◆ **Exercise brief**
Please rewrite the stretch from the line containing "Could you please mark the curtain" through the end of the records, putting "widest part" wherever "thickest part" appears and changing nothing else. Leave the pictures out of your answer.

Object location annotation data
········
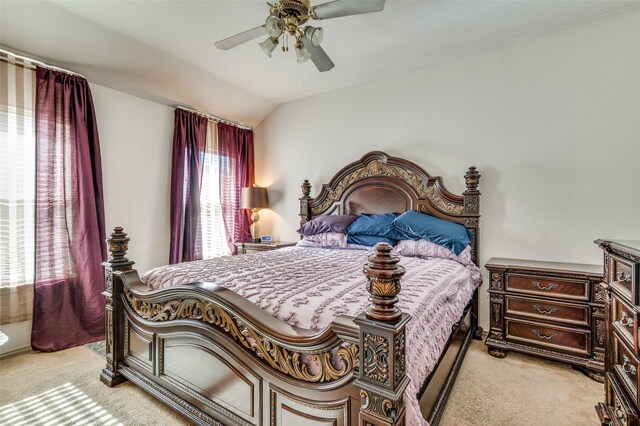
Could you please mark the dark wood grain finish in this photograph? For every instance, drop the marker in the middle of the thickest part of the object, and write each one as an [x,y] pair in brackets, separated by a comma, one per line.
[625,366]
[251,247]
[548,309]
[566,339]
[624,320]
[555,287]
[621,287]
[564,313]
[218,359]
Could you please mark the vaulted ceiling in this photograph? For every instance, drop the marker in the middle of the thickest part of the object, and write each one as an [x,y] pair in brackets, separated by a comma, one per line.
[164,50]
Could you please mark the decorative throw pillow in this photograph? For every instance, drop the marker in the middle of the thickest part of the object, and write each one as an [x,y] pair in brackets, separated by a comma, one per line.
[424,248]
[379,225]
[422,226]
[322,224]
[328,239]
[369,240]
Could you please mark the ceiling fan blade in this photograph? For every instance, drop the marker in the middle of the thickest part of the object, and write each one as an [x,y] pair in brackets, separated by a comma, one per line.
[243,37]
[338,8]
[318,56]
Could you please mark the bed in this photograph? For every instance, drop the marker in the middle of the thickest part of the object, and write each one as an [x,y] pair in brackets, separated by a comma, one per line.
[217,358]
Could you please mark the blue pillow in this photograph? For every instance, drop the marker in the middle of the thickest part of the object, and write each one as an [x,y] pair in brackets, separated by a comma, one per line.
[369,240]
[419,225]
[376,224]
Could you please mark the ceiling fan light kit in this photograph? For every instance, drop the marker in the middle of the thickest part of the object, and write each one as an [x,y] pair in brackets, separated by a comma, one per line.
[287,18]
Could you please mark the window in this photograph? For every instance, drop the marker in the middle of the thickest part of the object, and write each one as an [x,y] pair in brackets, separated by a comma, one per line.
[213,232]
[17,189]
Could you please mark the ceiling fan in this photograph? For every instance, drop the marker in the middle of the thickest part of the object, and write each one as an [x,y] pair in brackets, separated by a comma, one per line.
[287,18]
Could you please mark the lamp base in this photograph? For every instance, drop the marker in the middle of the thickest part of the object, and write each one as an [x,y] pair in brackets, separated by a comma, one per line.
[255,228]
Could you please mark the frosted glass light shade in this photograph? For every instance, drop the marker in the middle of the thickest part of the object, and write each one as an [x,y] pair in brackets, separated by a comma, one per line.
[303,54]
[268,45]
[315,35]
[274,26]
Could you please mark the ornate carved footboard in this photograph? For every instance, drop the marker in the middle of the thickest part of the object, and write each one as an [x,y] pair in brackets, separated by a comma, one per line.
[219,359]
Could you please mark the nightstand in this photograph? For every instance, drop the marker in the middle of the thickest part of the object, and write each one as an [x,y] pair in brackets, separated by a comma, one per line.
[250,247]
[548,309]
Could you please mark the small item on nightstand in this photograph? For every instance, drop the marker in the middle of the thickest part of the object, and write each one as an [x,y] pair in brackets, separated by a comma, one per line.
[265,239]
[252,247]
[548,309]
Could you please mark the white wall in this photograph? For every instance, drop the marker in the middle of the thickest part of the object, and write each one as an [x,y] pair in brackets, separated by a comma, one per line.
[135,141]
[551,121]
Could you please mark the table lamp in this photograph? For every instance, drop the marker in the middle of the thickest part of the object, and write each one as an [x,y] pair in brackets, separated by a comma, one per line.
[254,198]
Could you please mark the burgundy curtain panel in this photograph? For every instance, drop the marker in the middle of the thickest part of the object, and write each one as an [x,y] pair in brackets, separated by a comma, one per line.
[69,215]
[235,156]
[189,143]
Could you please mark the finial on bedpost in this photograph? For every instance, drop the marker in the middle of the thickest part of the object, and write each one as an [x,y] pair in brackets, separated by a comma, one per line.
[382,377]
[472,178]
[118,243]
[305,211]
[383,284]
[306,188]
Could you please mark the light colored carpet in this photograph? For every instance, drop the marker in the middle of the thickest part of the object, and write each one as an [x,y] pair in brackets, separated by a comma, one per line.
[63,388]
[520,390]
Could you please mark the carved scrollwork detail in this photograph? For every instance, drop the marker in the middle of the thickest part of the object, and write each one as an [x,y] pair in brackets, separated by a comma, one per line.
[108,279]
[285,360]
[496,314]
[376,358]
[496,280]
[601,293]
[600,332]
[378,405]
[399,356]
[381,168]
[383,287]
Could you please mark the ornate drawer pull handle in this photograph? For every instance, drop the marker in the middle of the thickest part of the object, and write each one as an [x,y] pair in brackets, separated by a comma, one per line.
[619,412]
[551,286]
[542,311]
[626,367]
[625,320]
[544,336]
[623,276]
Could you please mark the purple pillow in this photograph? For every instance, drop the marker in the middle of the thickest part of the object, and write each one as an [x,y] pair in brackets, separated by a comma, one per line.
[322,224]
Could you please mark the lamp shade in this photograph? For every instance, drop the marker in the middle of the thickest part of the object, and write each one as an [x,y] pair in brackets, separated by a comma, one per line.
[254,198]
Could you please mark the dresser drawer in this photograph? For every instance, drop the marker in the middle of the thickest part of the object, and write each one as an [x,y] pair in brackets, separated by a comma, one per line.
[564,288]
[623,276]
[625,365]
[568,313]
[622,411]
[625,321]
[563,339]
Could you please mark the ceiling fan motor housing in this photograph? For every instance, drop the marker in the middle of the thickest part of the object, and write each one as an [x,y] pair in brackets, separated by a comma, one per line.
[292,8]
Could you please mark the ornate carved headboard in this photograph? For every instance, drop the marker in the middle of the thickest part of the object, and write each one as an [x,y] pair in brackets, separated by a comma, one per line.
[380,183]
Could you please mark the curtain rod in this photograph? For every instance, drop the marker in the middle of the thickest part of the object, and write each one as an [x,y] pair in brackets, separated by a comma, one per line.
[217,118]
[32,61]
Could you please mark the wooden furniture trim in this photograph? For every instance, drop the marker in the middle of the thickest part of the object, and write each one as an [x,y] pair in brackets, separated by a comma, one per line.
[499,343]
[371,346]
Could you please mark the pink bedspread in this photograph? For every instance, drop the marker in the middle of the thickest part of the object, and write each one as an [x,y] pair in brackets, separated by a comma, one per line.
[308,287]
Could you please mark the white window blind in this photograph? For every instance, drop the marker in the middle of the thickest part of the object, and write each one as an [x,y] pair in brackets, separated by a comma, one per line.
[17,188]
[212,229]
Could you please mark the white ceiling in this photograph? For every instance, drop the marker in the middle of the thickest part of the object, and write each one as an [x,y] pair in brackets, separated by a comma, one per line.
[163,50]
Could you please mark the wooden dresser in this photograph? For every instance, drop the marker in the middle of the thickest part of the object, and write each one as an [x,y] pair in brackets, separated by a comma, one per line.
[622,286]
[547,309]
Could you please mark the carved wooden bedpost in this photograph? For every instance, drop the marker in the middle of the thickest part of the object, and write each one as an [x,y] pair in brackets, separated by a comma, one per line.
[117,244]
[305,210]
[472,207]
[382,378]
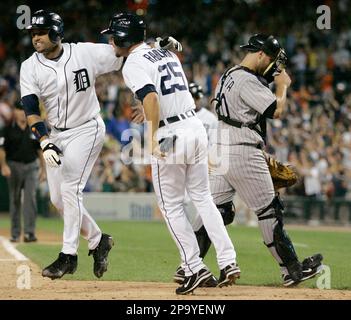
········
◆ **Result of this exercise**
Could you please mark the curtain rod in this photograph? For every instance, drop the marker in the middle of the widest part of the object, and write each one as an [x,y] pair in brackets, separated by a comma, one per line.
[217,118]
[32,61]
Could you please mark the wooden furniture trim in this photograph? For every instance, drop the marker in the middle of the widest part of the object, and write each one as an [x,y] pair in brackets, separated by a comma, one per line.
[499,343]
[371,346]
Could you please mark the pink bedspread in this photograph? For every instance, drop the marker in the middle of the widest part of the object, and write each one as an [x,y] pair in brackets, separated by a comma, one per line.
[308,287]
Could you please mark the white window blind in this photograph? For every instance, drop the marker in the middle of the widest part of the object, and write each one as an [x,y] pair in brackets, separated by a comma, one per line.
[17,188]
[212,229]
Could you please mark the white ceiling in this photograph? For every instance, drop the marker in the middle of the widest part of the object, and write each one as an [x,y] pair in brackets, separated by a comma, one per line.
[163,50]
Could you please mark the wooden dresser in this photograph? For every instance, drop the marker in the middle of the widest part of the object, and write each one as an [x,y] pair in brackets, separated by a comma, one per line.
[622,286]
[547,309]
Could you please mark the carved wooden bedpost in this photograph? For every instance, drop the marker in the middle of the widest part of the object, and write each one as an [x,y] pair in brackets, separated by a comma, one per line.
[117,244]
[305,210]
[472,207]
[382,378]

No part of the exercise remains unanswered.